Description of the task: Rewrite the items running from the line that contains "Reviewer note: confirm each instance of the green tree" through the end of the items, changing "green tree" to "leafy tree" and keeping everything else the same.
------ Extracted entries ------
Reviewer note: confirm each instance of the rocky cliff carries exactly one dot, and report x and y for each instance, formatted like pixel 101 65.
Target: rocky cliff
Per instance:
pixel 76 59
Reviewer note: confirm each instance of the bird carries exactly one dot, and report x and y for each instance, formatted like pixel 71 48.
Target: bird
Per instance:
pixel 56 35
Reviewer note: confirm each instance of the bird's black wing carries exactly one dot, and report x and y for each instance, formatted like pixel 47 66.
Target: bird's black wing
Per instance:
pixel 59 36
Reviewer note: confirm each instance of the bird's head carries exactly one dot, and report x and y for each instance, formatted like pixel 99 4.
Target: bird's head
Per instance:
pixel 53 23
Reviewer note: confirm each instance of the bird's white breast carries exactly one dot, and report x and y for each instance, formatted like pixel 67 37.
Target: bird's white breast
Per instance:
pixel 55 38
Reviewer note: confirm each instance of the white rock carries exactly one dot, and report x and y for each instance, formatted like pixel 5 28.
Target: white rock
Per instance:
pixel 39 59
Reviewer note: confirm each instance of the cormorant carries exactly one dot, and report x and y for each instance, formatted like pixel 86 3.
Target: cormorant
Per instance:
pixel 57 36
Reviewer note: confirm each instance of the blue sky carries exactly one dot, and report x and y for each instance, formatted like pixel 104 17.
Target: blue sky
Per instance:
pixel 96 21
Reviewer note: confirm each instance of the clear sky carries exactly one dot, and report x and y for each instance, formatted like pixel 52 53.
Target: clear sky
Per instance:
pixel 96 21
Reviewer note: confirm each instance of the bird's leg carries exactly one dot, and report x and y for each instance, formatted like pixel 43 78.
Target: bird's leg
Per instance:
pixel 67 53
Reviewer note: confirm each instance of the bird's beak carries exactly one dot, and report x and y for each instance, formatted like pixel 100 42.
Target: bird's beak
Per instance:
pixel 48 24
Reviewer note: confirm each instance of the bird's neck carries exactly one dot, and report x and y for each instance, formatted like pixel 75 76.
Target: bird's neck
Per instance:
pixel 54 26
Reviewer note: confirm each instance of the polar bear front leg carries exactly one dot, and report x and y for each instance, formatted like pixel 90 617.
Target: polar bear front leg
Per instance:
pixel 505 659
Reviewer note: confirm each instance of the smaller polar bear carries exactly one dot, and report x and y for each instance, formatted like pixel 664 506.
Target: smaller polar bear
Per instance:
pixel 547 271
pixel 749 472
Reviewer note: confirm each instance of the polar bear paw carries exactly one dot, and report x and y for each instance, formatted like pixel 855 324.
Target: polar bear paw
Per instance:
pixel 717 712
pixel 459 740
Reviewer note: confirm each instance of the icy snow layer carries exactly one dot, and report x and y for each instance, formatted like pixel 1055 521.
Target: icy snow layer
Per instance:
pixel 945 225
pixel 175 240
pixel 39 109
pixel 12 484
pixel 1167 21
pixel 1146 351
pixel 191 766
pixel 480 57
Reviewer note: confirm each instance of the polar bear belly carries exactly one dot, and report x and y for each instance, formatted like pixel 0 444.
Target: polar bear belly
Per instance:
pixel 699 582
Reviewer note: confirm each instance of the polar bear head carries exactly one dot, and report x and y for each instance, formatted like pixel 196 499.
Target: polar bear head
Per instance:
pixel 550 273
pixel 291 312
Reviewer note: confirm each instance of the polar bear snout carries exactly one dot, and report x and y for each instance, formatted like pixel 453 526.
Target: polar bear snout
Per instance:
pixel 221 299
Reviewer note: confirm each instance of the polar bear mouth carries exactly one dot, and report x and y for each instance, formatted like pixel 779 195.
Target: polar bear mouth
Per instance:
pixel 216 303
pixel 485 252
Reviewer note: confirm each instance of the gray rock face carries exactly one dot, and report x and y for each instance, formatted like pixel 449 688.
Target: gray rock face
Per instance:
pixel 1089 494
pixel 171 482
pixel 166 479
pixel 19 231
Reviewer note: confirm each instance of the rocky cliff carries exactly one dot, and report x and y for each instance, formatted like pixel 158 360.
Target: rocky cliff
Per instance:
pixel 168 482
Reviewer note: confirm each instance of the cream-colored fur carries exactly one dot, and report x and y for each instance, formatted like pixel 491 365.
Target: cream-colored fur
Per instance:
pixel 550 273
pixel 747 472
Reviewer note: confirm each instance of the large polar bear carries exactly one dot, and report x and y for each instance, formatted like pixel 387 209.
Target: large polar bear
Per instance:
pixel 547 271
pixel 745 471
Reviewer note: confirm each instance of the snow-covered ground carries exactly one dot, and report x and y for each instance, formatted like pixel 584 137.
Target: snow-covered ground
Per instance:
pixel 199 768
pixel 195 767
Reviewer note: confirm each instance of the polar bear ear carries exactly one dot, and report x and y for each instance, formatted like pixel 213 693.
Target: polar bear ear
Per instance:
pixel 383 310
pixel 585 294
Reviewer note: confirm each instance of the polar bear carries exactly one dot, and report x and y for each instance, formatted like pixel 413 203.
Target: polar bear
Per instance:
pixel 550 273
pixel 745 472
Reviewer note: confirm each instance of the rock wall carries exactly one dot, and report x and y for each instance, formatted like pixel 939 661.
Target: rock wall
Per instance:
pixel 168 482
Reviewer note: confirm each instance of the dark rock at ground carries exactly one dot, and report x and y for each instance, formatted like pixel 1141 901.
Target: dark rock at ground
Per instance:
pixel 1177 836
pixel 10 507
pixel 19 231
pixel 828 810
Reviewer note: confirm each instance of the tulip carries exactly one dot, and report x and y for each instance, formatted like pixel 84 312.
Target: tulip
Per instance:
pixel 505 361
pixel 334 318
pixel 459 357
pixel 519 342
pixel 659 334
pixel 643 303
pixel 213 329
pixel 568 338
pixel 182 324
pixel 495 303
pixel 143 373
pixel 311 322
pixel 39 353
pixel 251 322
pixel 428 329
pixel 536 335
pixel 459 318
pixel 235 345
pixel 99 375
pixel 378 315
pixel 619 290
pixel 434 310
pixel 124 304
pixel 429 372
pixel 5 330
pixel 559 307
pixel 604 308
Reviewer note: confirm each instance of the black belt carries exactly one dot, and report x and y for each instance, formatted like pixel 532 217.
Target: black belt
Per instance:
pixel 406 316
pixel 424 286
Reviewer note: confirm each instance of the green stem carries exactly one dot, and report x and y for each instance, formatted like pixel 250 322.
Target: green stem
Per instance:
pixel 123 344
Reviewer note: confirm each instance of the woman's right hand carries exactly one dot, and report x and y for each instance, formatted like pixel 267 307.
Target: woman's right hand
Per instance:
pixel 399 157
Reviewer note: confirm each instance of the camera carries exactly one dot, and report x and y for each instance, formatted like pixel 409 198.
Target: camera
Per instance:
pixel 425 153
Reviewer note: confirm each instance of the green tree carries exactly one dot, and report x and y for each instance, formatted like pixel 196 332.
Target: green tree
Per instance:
------
Final result:
Reviewer note: confirm each instance of the leafy tree carries exactly one dot, and report x and y for each instance, formatted like pixel 196 332.
Target: leafy tree
Per instance:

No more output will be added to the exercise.